Lesetext:
┌────────
Ihre Romane «Mrs. Dalloway» oder «Zum Leuchthaus» und auch der Essay «Ein Zimmer für sich allein» gehören bis heute zu zentralen Werken der Literatur. Virginia Woolfs Sprache fliesst poetisch, doch verliert nie den Bezug zur Geschichte. Dass sie auch ganz anders schrieb, zeigt der neuentdeckte Text «The Life of Violet».
Geschrieben hat ihn Woolf mit nur 25 Jahren – beinahe ein Jahrzehnt vor der Veröffentlichung ihres ersten Romans. Vergessen in einer Schublade von Woolfs Freundin und Mentorin, ist das Manuskript jetzt wieder aufgetaucht. Über 80 Jahre nach ihrem Tod wird der Text nun publiziert.
Am Anfang stand die Freundschaft
«The Life of Violet» erzählt fiktiv das Leben von Violet Mary Dickinson – eine liebevolle Hommage an Woolfs gleichnamige Freundin, die der Autorin zu wichtigen Kontakten in der Literaturwelt verhalf. Die unverheiratete und überdurchschnittlich gross gewachsene Dickinson setzte sich spielerisch über patriarchale Strukturen hinweg. Ihr zu Ehren schreibt Woolf «The Life of Violet».
In dem Text wird Violet zu einer sympathischen Riesin stilisiert, die überall Lachen und Heiterkeit verbreitet. Ein fiktiver Biograf berichtet von Violets positivem Einfluss auf ihre Mitmenschen, von ihrem idyllischen Landhaus und von Violet als märchenhafte, magische Göttin in Tokio.
«‹I too have a fire within me.› ‹I too sing a delightful song.› and ‹My God, I can write!› such were the sparks that spurted from Duchess and kitchen maid when Violet struck them.» Eine Herzogin und eine Küchenhilfe verspüren durch Violet ein inneres Feuer, Talent und Selbstwert. Und so ähnlich dürfte auch Woolf selbst von den Begegnungen mit Violet inspiriert worden sein – für ihr Schreiben und ihr feministisches Engagement.
└────────
Kurze Übung 1: Extrahieren Sie aus den unten stehenden Datensätzen jede Zeile, die die Zeichenfolge „maroon“ enthält.
Kurze Übung 2: Führen Sie den Lesetext über Virginia Woolfs «The Life of Violet» im Anschluss an seinen letzten Satz fort.

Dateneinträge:
┌────────
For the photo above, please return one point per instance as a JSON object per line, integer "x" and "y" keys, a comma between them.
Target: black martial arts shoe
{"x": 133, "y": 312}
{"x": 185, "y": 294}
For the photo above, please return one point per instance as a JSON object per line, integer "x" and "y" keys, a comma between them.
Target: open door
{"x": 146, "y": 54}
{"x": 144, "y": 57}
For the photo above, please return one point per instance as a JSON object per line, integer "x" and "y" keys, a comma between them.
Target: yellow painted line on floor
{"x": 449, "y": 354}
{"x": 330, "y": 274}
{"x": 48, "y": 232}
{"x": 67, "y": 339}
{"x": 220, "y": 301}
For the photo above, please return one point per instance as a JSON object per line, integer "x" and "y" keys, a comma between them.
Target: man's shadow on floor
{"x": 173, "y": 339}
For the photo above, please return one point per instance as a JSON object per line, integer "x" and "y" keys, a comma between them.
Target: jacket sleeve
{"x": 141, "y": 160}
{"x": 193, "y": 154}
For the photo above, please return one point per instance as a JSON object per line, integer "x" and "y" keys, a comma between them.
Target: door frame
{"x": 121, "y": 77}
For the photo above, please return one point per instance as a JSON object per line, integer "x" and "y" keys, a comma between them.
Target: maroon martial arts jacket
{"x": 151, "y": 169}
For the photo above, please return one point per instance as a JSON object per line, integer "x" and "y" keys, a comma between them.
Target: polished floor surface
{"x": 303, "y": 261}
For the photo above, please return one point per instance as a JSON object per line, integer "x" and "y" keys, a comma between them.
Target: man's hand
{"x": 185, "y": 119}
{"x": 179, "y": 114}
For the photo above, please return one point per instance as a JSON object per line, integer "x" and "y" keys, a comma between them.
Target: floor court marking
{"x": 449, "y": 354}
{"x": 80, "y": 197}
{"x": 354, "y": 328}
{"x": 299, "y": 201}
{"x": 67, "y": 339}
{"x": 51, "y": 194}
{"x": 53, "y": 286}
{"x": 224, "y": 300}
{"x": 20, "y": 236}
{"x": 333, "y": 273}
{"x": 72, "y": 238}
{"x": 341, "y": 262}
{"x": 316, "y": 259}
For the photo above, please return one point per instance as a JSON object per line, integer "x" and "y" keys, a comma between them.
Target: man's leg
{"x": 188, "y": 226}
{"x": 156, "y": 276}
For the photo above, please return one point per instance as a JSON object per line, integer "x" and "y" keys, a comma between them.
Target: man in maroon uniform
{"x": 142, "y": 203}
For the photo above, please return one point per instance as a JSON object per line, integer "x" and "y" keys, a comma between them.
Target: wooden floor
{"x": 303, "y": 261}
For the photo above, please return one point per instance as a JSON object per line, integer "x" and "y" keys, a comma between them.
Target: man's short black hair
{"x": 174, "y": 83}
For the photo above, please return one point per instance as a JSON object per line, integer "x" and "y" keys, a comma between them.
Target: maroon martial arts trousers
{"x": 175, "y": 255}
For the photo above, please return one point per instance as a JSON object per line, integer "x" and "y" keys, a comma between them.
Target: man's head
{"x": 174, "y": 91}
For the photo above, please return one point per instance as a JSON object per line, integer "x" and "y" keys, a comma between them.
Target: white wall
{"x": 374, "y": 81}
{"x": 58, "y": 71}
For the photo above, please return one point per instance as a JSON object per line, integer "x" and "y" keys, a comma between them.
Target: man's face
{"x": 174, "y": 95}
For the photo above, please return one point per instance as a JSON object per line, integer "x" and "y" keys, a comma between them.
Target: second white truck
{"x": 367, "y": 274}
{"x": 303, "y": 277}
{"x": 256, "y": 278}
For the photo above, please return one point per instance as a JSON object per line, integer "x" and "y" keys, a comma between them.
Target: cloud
└────────
Lösung 1:
Target: maroon martial arts jacket
Target: man in maroon uniform
Target: maroon martial arts trousers

Lösung 2:
Woolf beweist Sinn für Humor
Urmila Seshagiri, Professorin für Literatur an der University of Tennessee und Woolf-Expertin, ist Herausgeberin des Sensationsfunds. Sie erklärt, der Text sei einzigartig, weil er unglaublich witzig sei und sich einer magischen Sprache bediene, die sich später in Woolfs Texten nicht mehr finde.
Was sich hingegen wieder findet, sind die feministischen Anliegen. Am deutlichsten ausformuliert stehen sie im Essay «Ein Zimmer für sich allein» von 1929. Dort schreibt Woolf den einflussreichen Satz: «Eine Frau braucht Geld und ein Zimmer für sich allein, wenn sie schreiben will».
Wie sich nun aber zeigt, ist diese Idee schon in «The Life of Violet» angelegt, das über 20 Jahre vor dem Essay geschrieben wurde. Schon dort ist nämlich die Rede von einem Landhaus für sich allein. Zurecht lässt sich vermuten, dass bereits die junge Virginia Woolf genau wusste, wo Kritik angezeigt war.
Ein Zufallsfund
Professorin Urmila Seshagiri ist rein zufällig über das unbekannte Manuskript gestolpert. Bis anhin kannte die Forschung nur eine erste Version dieses Textes – und ging daher davon aus, dass es reine Übung für Woolf gewesen war.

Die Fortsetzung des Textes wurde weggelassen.